Generational Adversarial MAP-Elites alternates which side evolves each generation to illuminate solutions in adversarial problems using video embeddings.

A machine-rendered reading of the paper's core claim, the machinery that carries it, and where it could break.

The paper introduces Generational Adversarial MAP-Elites, or GAME, a coevolutionary quality-diversity method that evolves both sides of a competitive interaction rather than holding one side fixed. It switches which population receives selection and variation at every generation and replaces hand-designed behavior descriptors with a vision embedding model that reads directly from video. Across a multi-agent battle game, a soft-robot wrestling task, and a deck-building game, this produces higher-performing solutions than one-sided baselines while exposing arms-race dynamics, the value of generational extinction for novelty, and the role of neutral mutations as stepping stones. The work matters for any setting where optimization targets move because the opponent also adapts.

Core claim

GAME is a coevolutionary QD algorithm that evolves both adversaries by alternating generational updates and employs a vision embedding model to map raw video into a behavior space for the MAP-Elites archive, removing the requirement for domain-specific descriptors.

What carries the argument

Generational alternation of evolutionary updates between opposing populations, paired with a vision embedding model that supplies behavior coordinates from video input for the quality-diversity archive.

If this is right

  • Alternating generations produces observable arms-race dynamics between the two evolving sides.
  • Periodic extinction of one side increases novelty in the surviving population.
  • Neutral mutations are retained and later become useful for reaching higher performance levels.
  • All algorithmic components are necessary; removing any one degrades the results.
  • The same method works across game, robotics, and card-game domains without custom behavior engineering.

Where Pith is reading between the lines

These are editorial extensions of the paper, not claims the author makes directly.

  • The same alternation-plus-embedding pattern could be tested in domains where search spaces permit greater open-ended novelty than the ones used here.
  • Vision-based behavior spaces may lower the barrier to applying quality-diversity methods to new competitive settings that lack obvious geometric descriptors.
  • Similar coevolutionary illumination could be applied to problems such as automated strategy discovery in security or multi-player economic games.

Load-bearing premise

The vision embedding model supplies a behavior space that remains meaningful and generalizable across adversarial domains without requiring any domain-specific adjustments.

What would settle it

Finding that GAME fails to outperform one-sided QD baselines on any of the three domains, or that the vision embeddings collapse distinct behaviors into indistinguishable points, would falsify the central performance and generality claims.

** Exercise instructions **
1. Answer these questions from the GAME summary:
(a) What does GAME use in place of hand-designed behavior descriptors?
(b) In which three domains was the method tested?
(c) According to the "If this is right" list, what does periodic extinction of one side increase?
2. Reproduce the part of the GAME summary that opens with the words containing "These are editorial" and closes with "obvious geometric descriptors.".
The entries after this point are not needed.

** Material provided **
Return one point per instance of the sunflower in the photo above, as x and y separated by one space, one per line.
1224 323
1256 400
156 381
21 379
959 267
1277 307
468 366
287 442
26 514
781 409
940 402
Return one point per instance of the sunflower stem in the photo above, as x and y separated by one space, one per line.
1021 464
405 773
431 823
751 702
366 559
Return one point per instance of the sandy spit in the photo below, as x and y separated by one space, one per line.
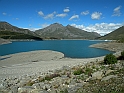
30 63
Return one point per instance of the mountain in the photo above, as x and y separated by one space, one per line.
117 34
58 31
8 31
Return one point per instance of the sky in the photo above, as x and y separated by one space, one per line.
101 16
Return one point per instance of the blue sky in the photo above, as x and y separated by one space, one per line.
102 16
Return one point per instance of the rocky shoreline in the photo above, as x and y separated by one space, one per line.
3 41
62 75
112 46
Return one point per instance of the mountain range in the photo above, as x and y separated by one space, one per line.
8 31
59 31
117 34
56 31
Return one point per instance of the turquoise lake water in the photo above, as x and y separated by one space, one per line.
70 48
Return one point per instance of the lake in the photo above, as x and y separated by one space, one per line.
70 48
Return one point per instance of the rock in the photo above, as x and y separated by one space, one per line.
108 71
43 91
14 89
26 89
108 77
97 75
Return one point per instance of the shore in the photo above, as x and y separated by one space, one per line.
48 71
3 41
20 64
28 63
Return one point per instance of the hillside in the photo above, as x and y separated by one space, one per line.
58 31
117 34
7 31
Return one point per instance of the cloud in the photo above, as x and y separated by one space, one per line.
101 28
40 13
74 17
116 11
4 13
66 9
96 15
44 25
85 12
61 15
50 16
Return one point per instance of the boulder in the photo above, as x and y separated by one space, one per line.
108 77
97 75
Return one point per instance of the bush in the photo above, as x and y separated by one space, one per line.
78 71
110 59
122 54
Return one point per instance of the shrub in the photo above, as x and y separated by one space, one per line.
78 71
110 59
122 54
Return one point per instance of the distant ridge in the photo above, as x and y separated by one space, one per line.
4 26
117 34
8 31
58 31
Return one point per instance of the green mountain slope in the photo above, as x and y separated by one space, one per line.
59 31
7 31
118 34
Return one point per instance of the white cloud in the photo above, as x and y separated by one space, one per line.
74 17
85 12
40 13
116 11
61 15
96 15
4 13
66 10
44 25
50 16
101 28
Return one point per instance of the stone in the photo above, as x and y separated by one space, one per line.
14 89
97 75
43 91
108 77
26 89
108 71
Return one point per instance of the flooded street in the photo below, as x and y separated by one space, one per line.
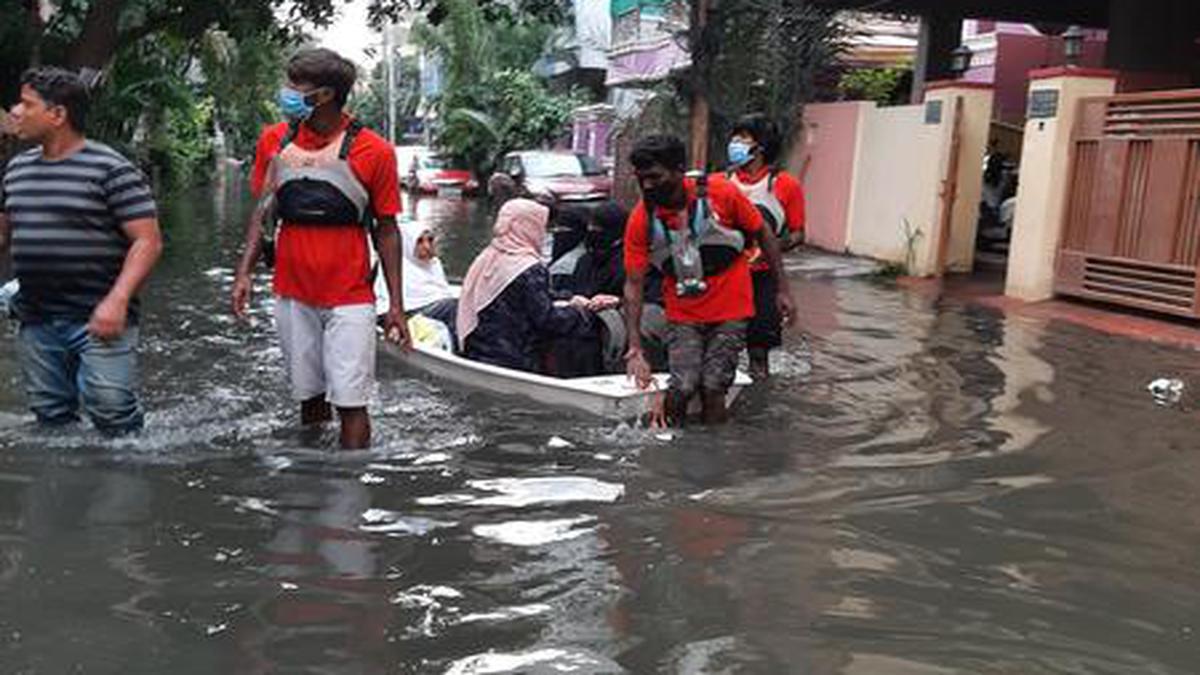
925 488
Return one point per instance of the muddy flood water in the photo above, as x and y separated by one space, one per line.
925 488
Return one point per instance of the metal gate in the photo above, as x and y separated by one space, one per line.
1132 231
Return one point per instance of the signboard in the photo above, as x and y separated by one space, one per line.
1043 103
933 112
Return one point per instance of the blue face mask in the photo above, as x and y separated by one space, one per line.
294 105
741 153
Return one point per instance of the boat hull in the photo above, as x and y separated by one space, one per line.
612 396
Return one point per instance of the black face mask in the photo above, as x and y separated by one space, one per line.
659 196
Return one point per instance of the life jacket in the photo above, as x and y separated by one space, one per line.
318 186
705 248
762 195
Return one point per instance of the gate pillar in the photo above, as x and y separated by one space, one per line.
1045 174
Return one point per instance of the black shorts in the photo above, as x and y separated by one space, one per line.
766 328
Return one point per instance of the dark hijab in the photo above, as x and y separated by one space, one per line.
604 266
570 228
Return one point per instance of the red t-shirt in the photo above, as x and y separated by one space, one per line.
730 296
791 196
330 266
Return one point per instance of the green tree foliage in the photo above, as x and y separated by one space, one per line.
759 55
871 84
370 102
243 77
492 102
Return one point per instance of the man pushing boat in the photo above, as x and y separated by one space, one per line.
695 233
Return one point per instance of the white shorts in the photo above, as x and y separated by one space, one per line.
328 351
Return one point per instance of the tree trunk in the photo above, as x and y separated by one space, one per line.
700 59
35 31
96 43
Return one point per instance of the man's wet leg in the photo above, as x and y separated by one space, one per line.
316 411
355 428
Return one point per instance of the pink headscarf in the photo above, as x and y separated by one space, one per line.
516 246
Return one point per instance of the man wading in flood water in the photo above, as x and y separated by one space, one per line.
324 173
84 237
696 233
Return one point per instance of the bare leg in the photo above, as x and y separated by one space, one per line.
760 363
714 407
315 411
355 429
677 407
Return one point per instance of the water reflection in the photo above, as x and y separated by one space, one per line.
928 488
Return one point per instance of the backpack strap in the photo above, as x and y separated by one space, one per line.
352 132
293 130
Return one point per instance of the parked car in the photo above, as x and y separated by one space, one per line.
424 169
558 174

** Answers for this exercise **
1.
(a) A vision embedding model that reads directly from video.
(b) A multi-agent battle game, a soft-robot wrestling task, and a deck-building game.
(c) Novelty in the surviving population.

2.
These are editorial extensions of the paper, not claims the author makes directly.

  • The same alternation-plus-embedding pattern could be tested in domains where search spaces permit greater open-ended novelty than the ones used here.
  • Vision-based behavior spaces may lower the barrier to applying quality-diversity methods to new competitive settings that lack obvious geometric descriptors.